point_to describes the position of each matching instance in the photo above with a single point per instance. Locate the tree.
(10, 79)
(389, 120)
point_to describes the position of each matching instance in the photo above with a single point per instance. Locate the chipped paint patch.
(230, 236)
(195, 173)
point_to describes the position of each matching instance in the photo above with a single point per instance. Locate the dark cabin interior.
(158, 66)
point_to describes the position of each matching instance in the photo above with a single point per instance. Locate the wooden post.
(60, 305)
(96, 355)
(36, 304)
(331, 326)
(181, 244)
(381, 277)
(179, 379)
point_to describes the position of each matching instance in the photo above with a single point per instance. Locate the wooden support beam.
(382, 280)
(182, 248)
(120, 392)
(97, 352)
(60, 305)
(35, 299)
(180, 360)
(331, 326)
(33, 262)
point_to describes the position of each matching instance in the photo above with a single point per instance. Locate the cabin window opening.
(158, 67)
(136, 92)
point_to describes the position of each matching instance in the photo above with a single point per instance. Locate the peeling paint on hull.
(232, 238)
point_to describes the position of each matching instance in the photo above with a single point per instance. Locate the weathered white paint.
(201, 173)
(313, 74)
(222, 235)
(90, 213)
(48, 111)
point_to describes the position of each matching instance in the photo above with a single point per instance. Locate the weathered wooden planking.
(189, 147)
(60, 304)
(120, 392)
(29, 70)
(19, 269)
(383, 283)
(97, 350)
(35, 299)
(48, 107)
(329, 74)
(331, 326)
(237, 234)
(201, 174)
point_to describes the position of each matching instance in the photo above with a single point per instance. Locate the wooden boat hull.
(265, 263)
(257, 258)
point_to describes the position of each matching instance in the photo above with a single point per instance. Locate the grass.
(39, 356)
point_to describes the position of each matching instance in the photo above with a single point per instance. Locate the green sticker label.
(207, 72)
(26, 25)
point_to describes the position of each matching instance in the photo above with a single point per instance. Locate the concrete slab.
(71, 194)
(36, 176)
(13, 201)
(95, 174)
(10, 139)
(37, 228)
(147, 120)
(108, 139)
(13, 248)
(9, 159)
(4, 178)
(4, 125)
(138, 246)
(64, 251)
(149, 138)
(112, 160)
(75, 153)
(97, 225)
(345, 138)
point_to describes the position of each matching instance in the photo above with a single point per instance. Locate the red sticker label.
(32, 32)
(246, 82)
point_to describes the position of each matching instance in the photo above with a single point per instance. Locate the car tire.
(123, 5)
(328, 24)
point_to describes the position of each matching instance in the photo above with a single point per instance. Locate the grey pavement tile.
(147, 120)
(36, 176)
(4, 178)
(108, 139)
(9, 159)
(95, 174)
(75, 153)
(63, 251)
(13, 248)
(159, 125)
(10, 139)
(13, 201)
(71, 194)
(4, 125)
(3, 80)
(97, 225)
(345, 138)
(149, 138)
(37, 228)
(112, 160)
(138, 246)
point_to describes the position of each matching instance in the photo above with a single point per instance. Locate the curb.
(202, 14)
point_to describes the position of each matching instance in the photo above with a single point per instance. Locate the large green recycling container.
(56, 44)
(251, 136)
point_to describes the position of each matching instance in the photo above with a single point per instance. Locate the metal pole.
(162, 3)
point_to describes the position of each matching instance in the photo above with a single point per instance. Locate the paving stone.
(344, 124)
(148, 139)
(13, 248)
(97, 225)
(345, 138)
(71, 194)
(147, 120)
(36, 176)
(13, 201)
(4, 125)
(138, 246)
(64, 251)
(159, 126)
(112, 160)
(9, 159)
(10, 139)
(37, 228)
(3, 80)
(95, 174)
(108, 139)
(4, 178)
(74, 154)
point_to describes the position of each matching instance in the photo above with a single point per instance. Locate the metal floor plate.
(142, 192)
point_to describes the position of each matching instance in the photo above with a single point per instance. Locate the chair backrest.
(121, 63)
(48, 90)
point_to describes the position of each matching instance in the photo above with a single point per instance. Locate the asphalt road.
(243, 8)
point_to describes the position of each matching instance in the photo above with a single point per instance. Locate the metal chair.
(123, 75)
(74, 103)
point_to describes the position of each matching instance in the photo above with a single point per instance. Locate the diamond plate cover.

WORK ORDER:
Your task is to repeat the entries exactly.

YOUR RESPONSE:
point_to describes the position of each matching instance in the photo above with a single point per instance. Locate the tree.
(10, 79)
(389, 120)
point_to describes the position of each matching instance in the photo above with a single point per instance. Locate the chipped paint patch.
(230, 236)
(195, 173)
point_to describes the position of each matching instance in the photo above with a single point per instance. Locate the dark cabin interior.
(158, 66)
point_to describes the position of each matching instance in the photo above with a single point per instance. Locate the wooden post.
(60, 305)
(96, 355)
(36, 304)
(331, 326)
(181, 244)
(381, 277)
(179, 379)
point_to describes the position of each matching instance in the photo above with a single point per instance. Locate the wooden support beam.
(382, 280)
(182, 248)
(120, 392)
(97, 352)
(60, 305)
(35, 299)
(180, 360)
(331, 326)
(33, 262)
point_to describes the position of each matching instance in the photo above with a single point per instance. Locate the cabin window opening.
(158, 67)
(136, 92)
point_to describes the position of each matching instance in the photo above with a single point per instance. Locate the peeling paint on hull.
(232, 238)
point_to describes the position of each matching instance in the photo above with a single point per instance. Locate the weathered white paint.
(201, 173)
(313, 74)
(222, 235)
(90, 213)
(48, 111)
point_to describes the position of each matching instance in the photo above with a single point per instance. Locate the weathered wooden planking.
(189, 147)
(60, 304)
(120, 392)
(29, 70)
(19, 269)
(383, 283)
(97, 350)
(35, 299)
(48, 107)
(329, 74)
(331, 326)
(237, 234)
(201, 174)
point_to describes the position of each matching instance in the photo above with a single point per instance. Locate the wooden boat hull.
(265, 263)
(257, 258)
point_to describes the position of each matching instance in the photo above with a single point per instance. Locate the grass.
(39, 356)
point_to describes the position of each matching instance in the photo above with a single point per instance. Locate the green sticker label.
(207, 72)
(26, 25)
point_to describes the position of each matching instance in the photo above with a single point per instance. Locate the concrete slab.
(71, 194)
(36, 176)
(13, 201)
(95, 174)
(10, 139)
(37, 228)
(147, 120)
(108, 139)
(13, 248)
(9, 159)
(4, 178)
(4, 125)
(138, 246)
(64, 251)
(149, 138)
(112, 160)
(75, 153)
(97, 225)
(345, 138)
point_to describes the position of each matching instance in the photo above with a single point per instance. Locate the red sticker label.
(32, 32)
(246, 82)
point_to describes the position of each matching instance in the photo above with a single point per instance. Locate the car tire.
(123, 5)
(328, 24)
point_to describes the position of each matching instance in the photo above with a single point per instance. Locate the grey pavement tile.
(147, 120)
(36, 176)
(4, 178)
(108, 139)
(9, 159)
(95, 174)
(75, 153)
(63, 251)
(13, 248)
(159, 125)
(10, 139)
(13, 201)
(71, 194)
(4, 125)
(3, 80)
(97, 225)
(345, 138)
(149, 138)
(37, 228)
(112, 160)
(138, 246)
point_to describes the position of each matching instance in the photo above with a single point per instance. Locate the curb.
(202, 14)
point_to describes the position of each matching instance in the photo above with a single point per instance. Locate the large green recycling container.
(56, 44)
(251, 136)
point_to describes the position of each matching instance in the photo above with a single point per instance. Locate the metal pole.
(162, 3)
point_to describes the position of each matching instance in the photo above with a single point per instance. Locate the paving stone.
(344, 124)
(148, 139)
(13, 248)
(97, 225)
(345, 138)
(71, 194)
(147, 120)
(36, 176)
(13, 201)
(4, 125)
(138, 246)
(64, 251)
(159, 126)
(112, 160)
(9, 159)
(10, 139)
(37, 228)
(3, 80)
(95, 174)
(108, 139)
(4, 178)
(74, 154)
point_to describes the position of each matching instance in the photo above with a single point per instance. Locate the metal floor plate.
(142, 192)
point_to describes the position of each matching instance in the photo above with a single point per instance. Locate the chair backrest.
(121, 63)
(48, 90)
point_to describes the position of each matching instance in the photo above with a single point per instance. Locate the asphalt road.
(243, 8)
point_to describes the position of each matching instance in the photo above with a single point per instance. Locate the metal chair.
(123, 75)
(74, 103)
point_to describes the position of each matching instance in the photo above with a single point per instance. Locate the diamond plate cover.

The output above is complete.